Start of DATA

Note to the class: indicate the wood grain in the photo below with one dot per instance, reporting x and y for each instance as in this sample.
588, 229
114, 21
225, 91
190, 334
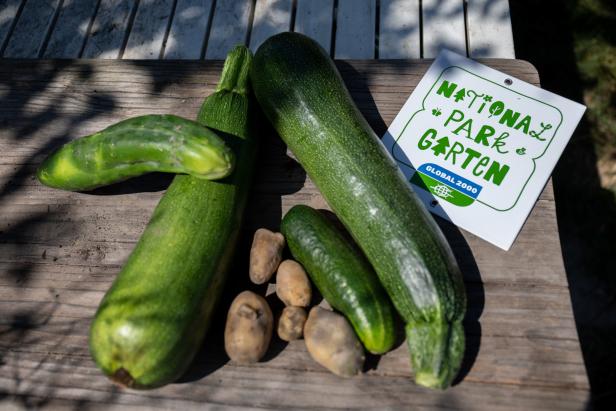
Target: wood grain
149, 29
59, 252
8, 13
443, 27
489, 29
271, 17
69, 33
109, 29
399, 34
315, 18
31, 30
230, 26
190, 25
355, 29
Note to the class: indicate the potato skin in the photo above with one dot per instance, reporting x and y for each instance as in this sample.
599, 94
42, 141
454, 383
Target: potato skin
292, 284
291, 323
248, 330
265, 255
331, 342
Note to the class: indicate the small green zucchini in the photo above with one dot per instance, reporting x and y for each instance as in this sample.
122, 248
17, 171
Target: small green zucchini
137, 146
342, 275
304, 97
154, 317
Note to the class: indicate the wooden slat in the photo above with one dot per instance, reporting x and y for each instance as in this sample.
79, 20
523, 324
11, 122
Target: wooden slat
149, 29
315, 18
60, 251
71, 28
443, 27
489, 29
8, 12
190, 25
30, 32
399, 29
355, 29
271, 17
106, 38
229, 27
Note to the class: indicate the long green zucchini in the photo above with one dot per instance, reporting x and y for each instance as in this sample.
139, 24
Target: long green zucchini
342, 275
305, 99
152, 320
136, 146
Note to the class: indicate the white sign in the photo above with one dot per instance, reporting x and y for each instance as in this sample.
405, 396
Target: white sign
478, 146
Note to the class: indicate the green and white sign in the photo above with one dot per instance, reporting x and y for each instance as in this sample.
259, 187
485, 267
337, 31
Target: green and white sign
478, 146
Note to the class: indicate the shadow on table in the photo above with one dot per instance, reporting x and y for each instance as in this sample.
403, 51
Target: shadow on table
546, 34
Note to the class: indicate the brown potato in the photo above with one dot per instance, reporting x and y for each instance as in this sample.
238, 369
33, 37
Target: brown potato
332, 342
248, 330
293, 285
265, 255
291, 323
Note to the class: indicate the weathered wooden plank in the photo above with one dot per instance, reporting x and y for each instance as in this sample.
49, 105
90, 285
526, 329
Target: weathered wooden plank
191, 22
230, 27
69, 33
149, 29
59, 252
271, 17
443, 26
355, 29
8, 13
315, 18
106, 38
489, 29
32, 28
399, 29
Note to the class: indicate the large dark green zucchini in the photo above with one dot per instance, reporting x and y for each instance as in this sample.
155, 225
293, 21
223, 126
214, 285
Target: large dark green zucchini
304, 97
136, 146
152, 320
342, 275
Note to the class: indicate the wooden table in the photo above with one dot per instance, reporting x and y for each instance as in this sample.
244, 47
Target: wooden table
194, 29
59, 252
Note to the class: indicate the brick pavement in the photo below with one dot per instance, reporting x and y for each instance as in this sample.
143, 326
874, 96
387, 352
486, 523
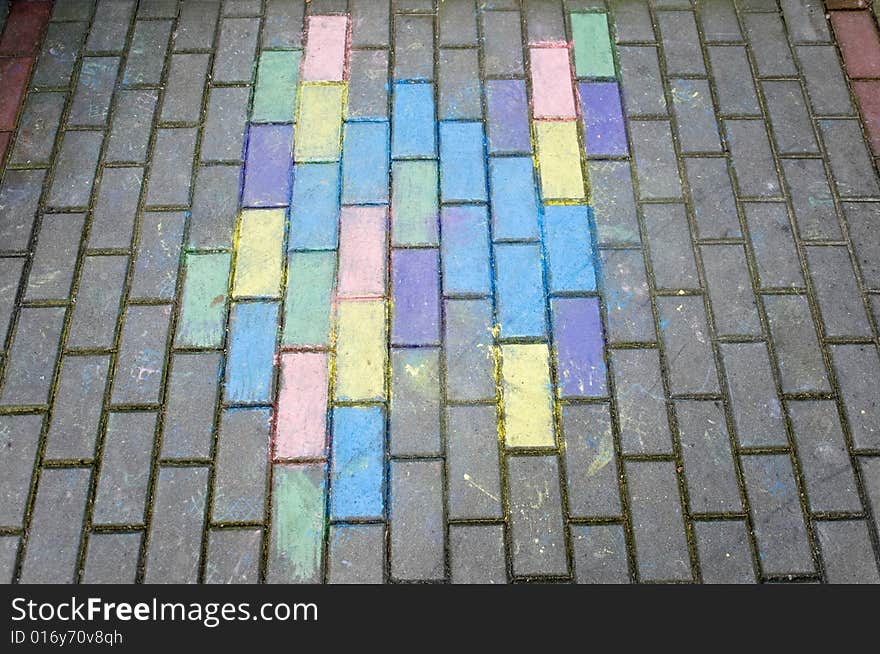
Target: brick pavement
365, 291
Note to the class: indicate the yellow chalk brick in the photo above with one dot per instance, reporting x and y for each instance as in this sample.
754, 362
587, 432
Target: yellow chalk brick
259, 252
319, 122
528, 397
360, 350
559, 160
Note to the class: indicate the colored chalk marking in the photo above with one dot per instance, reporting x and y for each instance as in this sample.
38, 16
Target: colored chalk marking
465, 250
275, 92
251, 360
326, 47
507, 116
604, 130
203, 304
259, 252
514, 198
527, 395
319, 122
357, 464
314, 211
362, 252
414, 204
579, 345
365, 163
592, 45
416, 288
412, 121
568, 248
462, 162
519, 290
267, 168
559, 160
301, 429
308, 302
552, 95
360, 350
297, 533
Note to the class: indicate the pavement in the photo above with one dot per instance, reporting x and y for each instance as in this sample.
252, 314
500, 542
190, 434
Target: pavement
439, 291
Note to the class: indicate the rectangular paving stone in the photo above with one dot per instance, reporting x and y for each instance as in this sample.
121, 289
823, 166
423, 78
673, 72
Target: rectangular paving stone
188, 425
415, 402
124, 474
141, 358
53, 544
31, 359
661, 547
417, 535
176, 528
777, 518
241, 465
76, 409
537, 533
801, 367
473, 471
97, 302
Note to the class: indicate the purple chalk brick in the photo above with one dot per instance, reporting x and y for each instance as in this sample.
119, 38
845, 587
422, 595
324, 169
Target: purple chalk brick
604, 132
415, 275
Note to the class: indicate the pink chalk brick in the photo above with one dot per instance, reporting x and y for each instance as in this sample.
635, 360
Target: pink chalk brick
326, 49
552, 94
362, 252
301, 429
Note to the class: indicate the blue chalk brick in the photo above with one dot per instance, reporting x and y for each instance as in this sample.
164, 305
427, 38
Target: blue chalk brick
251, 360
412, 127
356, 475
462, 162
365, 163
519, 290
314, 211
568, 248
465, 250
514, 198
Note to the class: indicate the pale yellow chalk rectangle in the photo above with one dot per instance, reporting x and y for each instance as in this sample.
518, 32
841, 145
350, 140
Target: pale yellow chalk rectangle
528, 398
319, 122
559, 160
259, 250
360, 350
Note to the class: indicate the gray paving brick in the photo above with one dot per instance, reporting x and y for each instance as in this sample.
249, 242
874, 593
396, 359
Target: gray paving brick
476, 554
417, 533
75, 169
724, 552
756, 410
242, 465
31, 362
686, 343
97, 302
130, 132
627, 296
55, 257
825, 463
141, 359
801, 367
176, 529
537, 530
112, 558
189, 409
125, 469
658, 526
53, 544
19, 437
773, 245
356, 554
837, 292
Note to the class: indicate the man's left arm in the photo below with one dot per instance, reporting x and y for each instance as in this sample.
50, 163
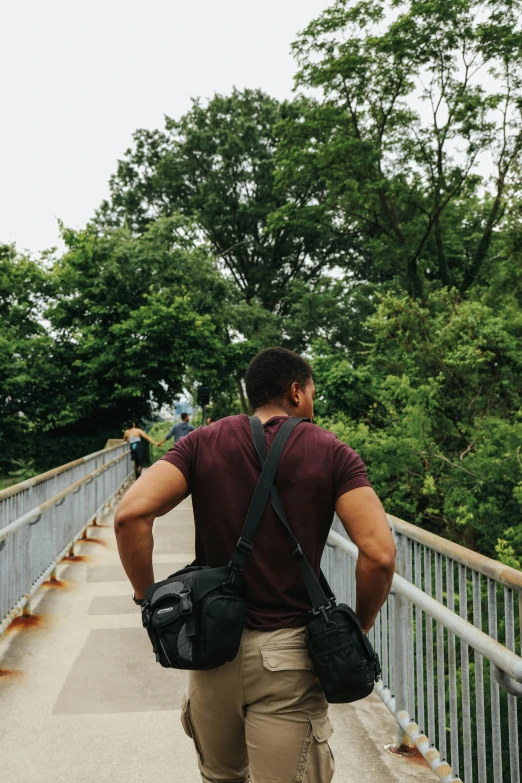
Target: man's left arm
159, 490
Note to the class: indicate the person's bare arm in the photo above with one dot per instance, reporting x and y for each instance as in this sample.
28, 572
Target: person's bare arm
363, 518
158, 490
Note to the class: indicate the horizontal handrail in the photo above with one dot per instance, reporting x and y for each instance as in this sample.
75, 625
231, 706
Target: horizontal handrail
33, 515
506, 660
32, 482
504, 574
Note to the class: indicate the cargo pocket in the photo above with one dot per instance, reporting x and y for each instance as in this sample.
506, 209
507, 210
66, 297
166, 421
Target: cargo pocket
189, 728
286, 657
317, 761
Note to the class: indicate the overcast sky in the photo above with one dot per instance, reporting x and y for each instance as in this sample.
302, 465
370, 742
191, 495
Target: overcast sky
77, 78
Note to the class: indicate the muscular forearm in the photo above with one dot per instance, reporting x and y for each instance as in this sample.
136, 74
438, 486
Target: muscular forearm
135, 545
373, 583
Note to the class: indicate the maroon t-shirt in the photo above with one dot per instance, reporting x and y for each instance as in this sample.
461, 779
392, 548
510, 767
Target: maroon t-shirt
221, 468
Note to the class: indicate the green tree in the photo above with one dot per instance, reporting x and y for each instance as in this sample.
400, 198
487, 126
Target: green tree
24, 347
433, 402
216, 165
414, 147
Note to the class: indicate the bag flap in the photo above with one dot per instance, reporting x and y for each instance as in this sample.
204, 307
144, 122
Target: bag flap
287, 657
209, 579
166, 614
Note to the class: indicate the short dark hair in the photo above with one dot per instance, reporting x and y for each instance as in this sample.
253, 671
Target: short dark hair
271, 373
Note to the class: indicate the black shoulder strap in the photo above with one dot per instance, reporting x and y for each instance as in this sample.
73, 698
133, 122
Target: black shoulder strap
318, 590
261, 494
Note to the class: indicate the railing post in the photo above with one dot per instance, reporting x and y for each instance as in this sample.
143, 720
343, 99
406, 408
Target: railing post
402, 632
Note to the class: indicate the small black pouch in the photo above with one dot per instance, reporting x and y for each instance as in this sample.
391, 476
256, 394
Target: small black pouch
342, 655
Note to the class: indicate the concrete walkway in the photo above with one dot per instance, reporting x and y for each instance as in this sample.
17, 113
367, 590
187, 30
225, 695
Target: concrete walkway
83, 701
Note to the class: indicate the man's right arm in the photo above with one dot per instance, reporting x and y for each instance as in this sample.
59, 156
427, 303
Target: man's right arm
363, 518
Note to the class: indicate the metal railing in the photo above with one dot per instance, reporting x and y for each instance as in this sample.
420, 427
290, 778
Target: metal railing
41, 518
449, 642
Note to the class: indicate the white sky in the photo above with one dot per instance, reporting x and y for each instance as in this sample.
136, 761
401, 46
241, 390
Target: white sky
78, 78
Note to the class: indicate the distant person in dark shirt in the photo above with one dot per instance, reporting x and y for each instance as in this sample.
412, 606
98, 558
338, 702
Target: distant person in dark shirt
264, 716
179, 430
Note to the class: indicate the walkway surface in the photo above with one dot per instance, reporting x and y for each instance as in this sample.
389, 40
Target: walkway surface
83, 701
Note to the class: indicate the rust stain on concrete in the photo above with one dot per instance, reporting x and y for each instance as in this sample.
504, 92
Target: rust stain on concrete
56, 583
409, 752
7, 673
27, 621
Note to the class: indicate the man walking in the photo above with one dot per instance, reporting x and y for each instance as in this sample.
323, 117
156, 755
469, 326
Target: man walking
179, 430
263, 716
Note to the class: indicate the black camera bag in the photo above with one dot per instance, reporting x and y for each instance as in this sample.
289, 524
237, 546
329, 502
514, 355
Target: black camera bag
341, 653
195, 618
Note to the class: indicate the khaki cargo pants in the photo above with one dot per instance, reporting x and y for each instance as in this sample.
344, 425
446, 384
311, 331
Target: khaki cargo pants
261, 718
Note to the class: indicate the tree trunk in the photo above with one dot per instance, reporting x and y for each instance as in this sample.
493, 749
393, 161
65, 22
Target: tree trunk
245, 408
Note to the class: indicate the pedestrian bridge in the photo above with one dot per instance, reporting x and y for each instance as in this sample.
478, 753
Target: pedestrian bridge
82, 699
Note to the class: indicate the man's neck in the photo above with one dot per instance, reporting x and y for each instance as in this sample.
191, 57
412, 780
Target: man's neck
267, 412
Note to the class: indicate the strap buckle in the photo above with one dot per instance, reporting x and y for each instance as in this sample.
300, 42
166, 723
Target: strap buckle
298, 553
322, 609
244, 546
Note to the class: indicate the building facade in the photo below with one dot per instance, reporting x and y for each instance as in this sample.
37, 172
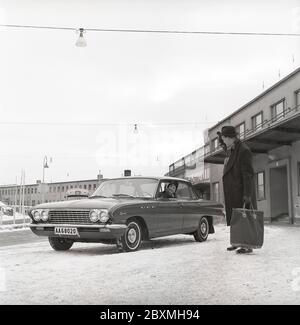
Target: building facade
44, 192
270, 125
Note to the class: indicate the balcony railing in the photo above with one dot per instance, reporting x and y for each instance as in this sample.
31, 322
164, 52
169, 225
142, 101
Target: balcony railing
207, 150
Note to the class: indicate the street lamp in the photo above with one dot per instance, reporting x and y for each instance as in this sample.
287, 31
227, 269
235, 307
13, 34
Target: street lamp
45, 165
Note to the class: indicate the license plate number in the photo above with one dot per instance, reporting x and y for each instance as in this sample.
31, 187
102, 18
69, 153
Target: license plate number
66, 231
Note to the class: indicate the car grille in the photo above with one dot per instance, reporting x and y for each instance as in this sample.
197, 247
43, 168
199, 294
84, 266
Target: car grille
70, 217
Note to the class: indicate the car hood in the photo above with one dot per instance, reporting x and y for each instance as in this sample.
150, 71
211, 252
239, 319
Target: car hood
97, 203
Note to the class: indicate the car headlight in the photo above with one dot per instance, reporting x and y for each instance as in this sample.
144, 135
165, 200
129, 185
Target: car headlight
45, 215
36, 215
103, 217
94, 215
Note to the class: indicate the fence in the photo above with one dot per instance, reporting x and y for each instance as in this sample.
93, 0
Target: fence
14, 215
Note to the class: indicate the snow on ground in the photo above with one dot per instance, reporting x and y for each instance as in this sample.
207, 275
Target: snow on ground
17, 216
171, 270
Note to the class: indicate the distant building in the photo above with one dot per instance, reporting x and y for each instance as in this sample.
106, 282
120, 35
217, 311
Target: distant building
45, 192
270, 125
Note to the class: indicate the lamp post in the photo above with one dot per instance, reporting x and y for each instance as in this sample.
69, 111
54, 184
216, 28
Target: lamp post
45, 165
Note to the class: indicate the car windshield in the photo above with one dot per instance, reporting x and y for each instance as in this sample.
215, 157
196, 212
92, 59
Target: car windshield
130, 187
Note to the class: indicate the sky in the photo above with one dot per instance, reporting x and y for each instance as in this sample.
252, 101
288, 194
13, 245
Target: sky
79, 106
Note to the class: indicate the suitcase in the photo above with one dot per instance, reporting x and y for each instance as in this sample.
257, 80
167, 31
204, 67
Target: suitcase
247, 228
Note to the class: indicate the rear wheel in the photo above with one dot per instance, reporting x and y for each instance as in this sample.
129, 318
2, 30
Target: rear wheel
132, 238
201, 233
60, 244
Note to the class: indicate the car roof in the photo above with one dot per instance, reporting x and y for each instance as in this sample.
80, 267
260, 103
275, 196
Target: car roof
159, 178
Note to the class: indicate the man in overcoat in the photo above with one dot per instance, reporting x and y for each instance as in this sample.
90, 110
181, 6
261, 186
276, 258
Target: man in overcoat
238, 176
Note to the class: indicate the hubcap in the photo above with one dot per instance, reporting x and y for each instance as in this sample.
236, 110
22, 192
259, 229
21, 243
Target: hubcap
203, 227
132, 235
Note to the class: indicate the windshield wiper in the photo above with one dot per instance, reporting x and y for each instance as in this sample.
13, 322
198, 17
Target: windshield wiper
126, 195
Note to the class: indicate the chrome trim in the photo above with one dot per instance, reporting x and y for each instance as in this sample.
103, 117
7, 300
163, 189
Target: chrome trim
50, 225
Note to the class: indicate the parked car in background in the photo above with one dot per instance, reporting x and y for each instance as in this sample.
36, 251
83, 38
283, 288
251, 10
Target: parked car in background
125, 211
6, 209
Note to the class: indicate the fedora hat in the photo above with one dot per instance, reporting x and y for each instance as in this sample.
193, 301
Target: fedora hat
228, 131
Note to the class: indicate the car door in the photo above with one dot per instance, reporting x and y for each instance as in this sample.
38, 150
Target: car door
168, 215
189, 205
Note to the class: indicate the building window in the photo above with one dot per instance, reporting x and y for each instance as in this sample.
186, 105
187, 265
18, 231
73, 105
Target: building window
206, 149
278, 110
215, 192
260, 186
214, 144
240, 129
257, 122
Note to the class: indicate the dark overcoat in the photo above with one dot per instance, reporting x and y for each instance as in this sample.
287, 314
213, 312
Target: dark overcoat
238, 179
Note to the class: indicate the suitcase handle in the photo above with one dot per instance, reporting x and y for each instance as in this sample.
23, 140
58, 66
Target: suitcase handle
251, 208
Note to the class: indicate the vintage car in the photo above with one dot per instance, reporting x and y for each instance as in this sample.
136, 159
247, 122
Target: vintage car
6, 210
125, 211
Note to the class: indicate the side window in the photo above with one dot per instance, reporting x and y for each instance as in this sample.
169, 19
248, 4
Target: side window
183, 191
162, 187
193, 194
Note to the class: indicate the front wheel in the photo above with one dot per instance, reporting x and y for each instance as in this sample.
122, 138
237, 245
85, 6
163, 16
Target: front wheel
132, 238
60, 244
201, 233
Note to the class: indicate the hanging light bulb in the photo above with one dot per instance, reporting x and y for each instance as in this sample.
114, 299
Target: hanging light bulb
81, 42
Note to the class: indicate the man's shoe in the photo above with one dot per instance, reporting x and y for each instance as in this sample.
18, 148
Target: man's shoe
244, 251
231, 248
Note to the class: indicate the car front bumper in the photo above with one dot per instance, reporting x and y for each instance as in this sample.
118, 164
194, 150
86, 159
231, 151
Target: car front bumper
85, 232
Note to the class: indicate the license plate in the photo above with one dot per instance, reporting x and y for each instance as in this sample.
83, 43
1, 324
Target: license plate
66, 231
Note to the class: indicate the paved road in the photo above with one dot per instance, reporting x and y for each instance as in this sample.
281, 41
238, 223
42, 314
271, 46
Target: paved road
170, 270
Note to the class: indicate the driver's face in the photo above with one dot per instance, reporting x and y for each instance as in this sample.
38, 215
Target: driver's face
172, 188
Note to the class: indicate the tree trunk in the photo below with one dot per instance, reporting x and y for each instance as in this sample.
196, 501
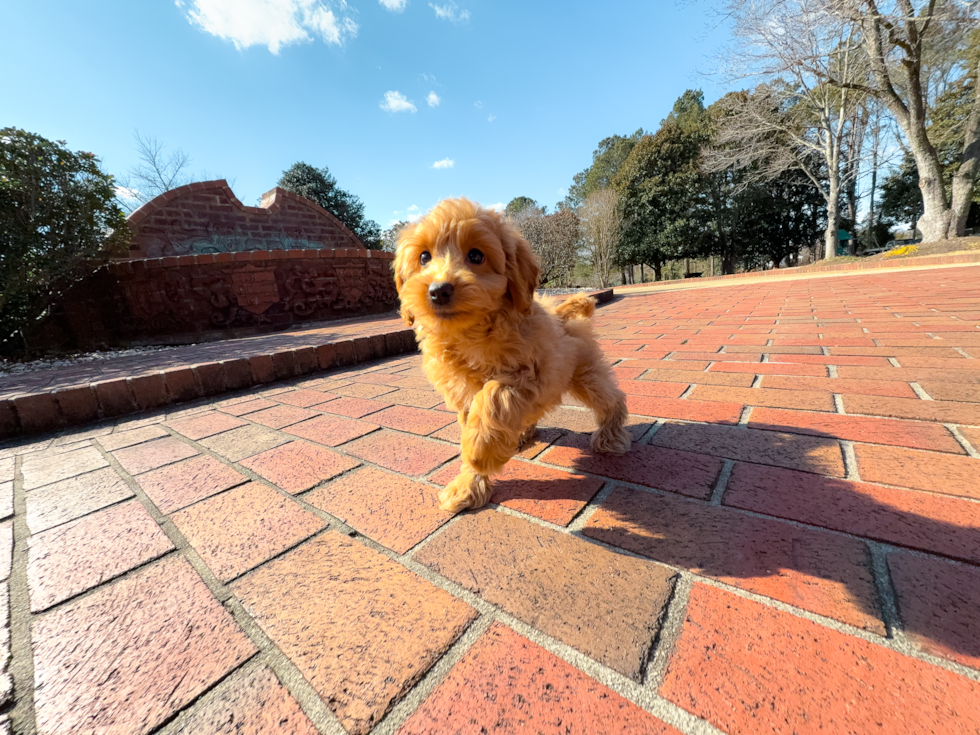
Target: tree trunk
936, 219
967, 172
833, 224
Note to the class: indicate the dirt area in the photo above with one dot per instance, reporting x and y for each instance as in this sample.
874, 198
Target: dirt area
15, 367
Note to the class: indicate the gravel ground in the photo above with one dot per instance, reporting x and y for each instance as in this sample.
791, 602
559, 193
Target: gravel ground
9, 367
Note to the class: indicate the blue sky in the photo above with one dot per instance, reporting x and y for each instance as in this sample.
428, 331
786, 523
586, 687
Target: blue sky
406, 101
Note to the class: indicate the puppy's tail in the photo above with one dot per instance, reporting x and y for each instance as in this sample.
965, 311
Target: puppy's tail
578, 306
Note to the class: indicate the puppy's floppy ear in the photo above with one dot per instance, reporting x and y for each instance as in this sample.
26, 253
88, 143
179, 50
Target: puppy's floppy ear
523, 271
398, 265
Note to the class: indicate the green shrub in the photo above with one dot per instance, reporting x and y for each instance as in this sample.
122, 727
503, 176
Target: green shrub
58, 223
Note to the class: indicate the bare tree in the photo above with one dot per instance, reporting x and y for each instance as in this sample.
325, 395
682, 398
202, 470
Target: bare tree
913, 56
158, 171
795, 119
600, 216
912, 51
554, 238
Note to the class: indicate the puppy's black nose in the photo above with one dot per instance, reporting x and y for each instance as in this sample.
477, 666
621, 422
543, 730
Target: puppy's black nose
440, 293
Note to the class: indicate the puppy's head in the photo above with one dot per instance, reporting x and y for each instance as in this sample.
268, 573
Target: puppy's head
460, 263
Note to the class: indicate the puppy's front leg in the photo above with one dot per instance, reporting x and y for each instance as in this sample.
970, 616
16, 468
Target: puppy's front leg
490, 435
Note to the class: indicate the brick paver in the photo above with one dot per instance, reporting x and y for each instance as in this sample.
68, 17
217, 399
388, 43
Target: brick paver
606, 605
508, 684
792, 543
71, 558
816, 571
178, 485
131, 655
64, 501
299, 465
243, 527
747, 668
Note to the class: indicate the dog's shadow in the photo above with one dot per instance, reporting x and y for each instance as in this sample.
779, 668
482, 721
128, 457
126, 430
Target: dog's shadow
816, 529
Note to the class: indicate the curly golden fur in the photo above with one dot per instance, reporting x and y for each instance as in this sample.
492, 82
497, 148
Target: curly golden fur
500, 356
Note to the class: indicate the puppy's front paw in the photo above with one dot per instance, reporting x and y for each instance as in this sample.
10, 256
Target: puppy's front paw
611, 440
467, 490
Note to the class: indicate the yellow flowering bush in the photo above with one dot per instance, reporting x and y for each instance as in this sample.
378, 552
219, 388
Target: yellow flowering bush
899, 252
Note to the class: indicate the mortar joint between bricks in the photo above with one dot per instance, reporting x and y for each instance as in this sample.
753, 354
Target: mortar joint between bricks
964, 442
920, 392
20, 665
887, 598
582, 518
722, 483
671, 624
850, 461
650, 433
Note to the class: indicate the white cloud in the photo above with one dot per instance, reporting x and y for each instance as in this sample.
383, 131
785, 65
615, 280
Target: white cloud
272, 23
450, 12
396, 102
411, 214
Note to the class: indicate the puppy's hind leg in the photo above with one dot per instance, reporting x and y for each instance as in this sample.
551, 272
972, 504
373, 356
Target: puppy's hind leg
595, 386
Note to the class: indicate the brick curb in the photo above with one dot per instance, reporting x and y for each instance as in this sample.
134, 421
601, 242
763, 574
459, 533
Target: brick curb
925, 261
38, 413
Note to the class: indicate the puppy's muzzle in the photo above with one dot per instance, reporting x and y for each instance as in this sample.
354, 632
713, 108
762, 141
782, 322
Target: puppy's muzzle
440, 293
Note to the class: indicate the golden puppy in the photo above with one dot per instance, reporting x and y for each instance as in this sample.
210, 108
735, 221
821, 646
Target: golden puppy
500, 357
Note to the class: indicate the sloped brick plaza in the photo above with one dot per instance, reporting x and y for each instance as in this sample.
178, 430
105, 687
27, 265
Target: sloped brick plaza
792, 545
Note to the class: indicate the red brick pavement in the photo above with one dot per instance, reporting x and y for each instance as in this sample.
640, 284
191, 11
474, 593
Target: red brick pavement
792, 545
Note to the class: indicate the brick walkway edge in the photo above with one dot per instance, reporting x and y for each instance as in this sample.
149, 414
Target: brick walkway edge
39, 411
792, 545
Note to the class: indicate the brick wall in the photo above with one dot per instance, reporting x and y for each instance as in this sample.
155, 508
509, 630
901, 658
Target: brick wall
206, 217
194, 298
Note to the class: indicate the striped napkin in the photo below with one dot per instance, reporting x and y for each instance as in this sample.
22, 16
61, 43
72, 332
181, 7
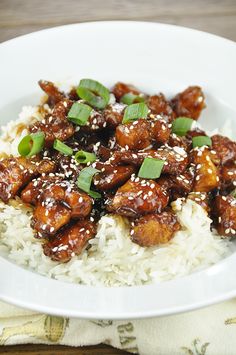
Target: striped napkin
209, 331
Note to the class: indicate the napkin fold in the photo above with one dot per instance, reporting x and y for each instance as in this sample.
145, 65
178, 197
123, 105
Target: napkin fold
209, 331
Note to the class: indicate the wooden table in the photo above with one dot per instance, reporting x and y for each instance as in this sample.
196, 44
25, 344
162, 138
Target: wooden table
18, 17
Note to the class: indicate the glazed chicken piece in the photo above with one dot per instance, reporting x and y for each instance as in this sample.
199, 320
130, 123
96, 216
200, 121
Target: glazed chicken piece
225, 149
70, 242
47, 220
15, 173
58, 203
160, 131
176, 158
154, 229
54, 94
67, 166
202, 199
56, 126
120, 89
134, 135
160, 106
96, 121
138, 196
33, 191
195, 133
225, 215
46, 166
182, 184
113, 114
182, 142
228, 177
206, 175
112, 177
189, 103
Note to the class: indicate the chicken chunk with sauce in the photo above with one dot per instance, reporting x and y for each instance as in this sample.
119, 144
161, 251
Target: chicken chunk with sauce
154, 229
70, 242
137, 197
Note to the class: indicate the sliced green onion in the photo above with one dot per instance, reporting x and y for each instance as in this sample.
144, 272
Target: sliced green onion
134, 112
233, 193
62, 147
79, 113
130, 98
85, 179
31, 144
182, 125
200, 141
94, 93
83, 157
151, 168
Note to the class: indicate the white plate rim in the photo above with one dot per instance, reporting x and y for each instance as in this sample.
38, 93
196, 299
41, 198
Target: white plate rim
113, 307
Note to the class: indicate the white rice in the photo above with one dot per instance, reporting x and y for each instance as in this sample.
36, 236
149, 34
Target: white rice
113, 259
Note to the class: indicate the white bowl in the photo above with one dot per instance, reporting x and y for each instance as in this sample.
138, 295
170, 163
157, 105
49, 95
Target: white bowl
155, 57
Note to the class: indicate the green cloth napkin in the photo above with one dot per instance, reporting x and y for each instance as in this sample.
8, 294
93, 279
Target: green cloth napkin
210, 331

End of DATA

**INSTRUCTIONS TO FOLLOW:** From the material above, set down exactly the lines starting at the one with "Note to the class: indicate the white sign" and ending at the one with "Note to the class: indicate the green and", end lines included.

**SOLUTION TO THIS EXERCISE:**
Note to the class: indicate the white sign in the photo above with one dot per instance, reporting x and y for each instance as in this sample.
405, 396
Target: white sign
478, 146
Note to the class: indicate the green and white sign in the photo above with one dot per instance, reporting x and y for each instance as in this sample.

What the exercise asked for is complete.